[REQUIRED WORK] Print the full listing exactly.

[INPUT RECORDS]
++++

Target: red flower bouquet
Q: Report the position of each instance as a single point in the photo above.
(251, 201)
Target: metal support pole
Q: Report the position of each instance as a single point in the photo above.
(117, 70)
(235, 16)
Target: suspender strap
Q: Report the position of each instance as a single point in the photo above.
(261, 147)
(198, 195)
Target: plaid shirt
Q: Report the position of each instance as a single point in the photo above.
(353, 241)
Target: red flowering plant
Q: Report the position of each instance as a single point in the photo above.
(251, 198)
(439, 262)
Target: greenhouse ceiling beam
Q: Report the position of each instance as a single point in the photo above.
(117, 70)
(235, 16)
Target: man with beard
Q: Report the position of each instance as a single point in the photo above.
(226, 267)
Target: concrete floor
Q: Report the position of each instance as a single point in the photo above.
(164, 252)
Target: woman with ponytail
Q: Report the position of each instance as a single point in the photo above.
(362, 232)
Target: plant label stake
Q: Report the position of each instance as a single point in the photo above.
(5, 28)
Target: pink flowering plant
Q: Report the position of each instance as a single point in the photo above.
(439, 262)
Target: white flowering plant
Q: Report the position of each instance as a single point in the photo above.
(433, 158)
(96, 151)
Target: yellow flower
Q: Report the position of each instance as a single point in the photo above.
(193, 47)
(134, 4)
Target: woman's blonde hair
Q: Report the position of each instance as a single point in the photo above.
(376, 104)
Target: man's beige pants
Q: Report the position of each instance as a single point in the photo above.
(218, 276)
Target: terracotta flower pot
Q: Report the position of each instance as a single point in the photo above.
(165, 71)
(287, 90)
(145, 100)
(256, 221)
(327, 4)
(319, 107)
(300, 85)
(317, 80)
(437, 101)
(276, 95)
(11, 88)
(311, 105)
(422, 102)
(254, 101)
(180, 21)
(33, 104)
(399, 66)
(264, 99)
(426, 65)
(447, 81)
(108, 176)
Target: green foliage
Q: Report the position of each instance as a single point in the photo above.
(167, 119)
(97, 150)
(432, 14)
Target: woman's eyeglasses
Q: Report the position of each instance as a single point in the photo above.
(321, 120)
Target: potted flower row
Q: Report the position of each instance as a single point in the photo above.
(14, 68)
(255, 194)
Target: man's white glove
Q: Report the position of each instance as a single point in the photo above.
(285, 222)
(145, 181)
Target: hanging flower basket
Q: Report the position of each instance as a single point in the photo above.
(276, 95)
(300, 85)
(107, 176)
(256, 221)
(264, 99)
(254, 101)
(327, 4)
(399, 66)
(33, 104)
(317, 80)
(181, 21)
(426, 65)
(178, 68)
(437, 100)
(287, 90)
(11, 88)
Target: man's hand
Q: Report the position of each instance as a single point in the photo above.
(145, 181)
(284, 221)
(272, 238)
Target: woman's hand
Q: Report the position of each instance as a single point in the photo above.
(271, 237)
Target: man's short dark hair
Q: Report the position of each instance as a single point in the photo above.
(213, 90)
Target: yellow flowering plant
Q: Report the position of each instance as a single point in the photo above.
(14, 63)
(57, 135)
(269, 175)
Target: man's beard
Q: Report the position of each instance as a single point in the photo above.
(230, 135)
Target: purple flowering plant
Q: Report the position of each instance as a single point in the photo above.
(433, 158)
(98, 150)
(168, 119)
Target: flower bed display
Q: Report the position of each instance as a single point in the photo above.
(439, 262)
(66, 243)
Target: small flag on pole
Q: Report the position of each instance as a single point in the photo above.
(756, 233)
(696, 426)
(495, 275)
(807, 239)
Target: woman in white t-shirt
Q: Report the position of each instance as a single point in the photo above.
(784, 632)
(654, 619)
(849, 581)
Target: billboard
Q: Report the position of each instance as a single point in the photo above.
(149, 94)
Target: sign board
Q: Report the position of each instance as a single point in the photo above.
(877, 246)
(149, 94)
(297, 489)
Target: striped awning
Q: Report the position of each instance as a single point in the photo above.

++++

[EXERCISE ANSWER]
Target: red flower bouquet
Q: Report the position of each instance as a single point in the photo above.
(251, 201)
Target: metal support pole
Q: Report the position of each instance as a single point in the photo above.
(117, 70)
(235, 16)
Target: suspender strap
Q: Report the position of each instance as a single point in the photo above.
(261, 147)
(198, 195)
Target: plaid shirt
Q: Report the position of each instance as a single point in the photo above.
(353, 241)
Target: red flowering plant
Q: Report the position of each instance as a single point in the photo above.
(251, 198)
(439, 262)
Target: greenhouse ceiling beam
Q: Report the position of each instance as a single point in the photo above.
(117, 70)
(235, 16)
Target: man with beard
Q: Report the position of each instance as a single point in the photo above.
(226, 267)
Target: concrete floor
Q: Report the position of each instance as a single point in the photo above.
(164, 252)
Target: woman with ponytail
Q: Report the position of each instance as a single point in the photo above.
(362, 232)
Target: plant label stake
Q: Report the position of each instance as a single point in the photo above.
(5, 28)
Target: pink flowering plant
Q: Report the position of each instance as a single point in the photo above.
(439, 262)
Target: white flowering plant
Q: Report the position of each instance as a single point in the photo above.
(433, 158)
(96, 151)
Target: yellow flower
Q: Report the position of each instance as a single point in the photo above.
(193, 47)
(134, 4)
Target: woman's blonde hair
Q: Report the position of each instance as a single point in the photo above.
(376, 104)
Target: man's beige pants
Q: Report the position of each instance as a single point in the photo above.
(218, 276)
Target: terracotta flower pot
Q: Report the position of each instance as a single point in the photo above.
(165, 71)
(287, 90)
(145, 100)
(256, 221)
(327, 4)
(319, 107)
(300, 85)
(317, 80)
(437, 101)
(276, 95)
(11, 88)
(311, 105)
(422, 102)
(254, 101)
(180, 21)
(33, 104)
(399, 66)
(264, 99)
(426, 65)
(447, 81)
(108, 176)
Target: green foliage
Q: Report the position of each instance as a single point in the photo above.
(167, 119)
(97, 150)
(432, 14)
Target: woman's eyeglasses
Q: Report the position of each instance as a single point in the photo above.
(321, 120)
Target: potted flower row
Q: Report the position of each instance as a single point in the photo above.
(14, 68)
(255, 194)
Target: man's white glove
Q: Report the position of each instance as a single point in the photo above.
(285, 222)
(145, 181)
Target: hanging flower basket
Q: Report the position of each instance as a single point in the photo above.
(276, 95)
(300, 85)
(107, 176)
(256, 221)
(264, 99)
(254, 101)
(327, 4)
(399, 66)
(33, 104)
(317, 80)
(181, 21)
(426, 65)
(178, 68)
(437, 100)
(287, 90)
(11, 88)
Target: man's hand
Q: Report the position of each instance as a single point in the photo above.
(145, 181)
(284, 221)
(272, 238)
Target: woman's hand
Q: Report the position of each instance as a single point in the photo above.
(271, 237)
Target: man's short dark hair
Q: Report the position of each instance as a single point in the photo above.
(213, 90)
Target: yellow flowering plant
Q: Report the position of each instance as a single point in the photo above.
(14, 63)
(57, 135)
(269, 175)
Target: man's beard
Q: Report the position of each instance as a single point in the photo above.
(230, 135)
Target: purple flowering plant
Q: Report the position of each instance as a single point in the photo above.
(433, 158)
(98, 150)
(168, 119)
Target: flower bed display
Q: Report the position of each instance as a single point in the photo above.
(439, 262)
(66, 243)
Target: small flag on pole
Q: Report the position of each instance as a single point in the photo above.
(756, 233)
(696, 426)
(495, 275)
(807, 239)
Target: woman in white t-shirt
Q: Report the position of each instance as a single point in the photo above.
(784, 632)
(654, 619)
(849, 581)
Target: billboard
Q: Report the position of each instance as a single point in the photo above.
(149, 94)
Target: sign board
Q: Report the position of each instance as a single point in the photo above.
(877, 246)
(149, 94)
(297, 489)
Target: striped awning
Q: Report the position of each instance as a single point in the photo above.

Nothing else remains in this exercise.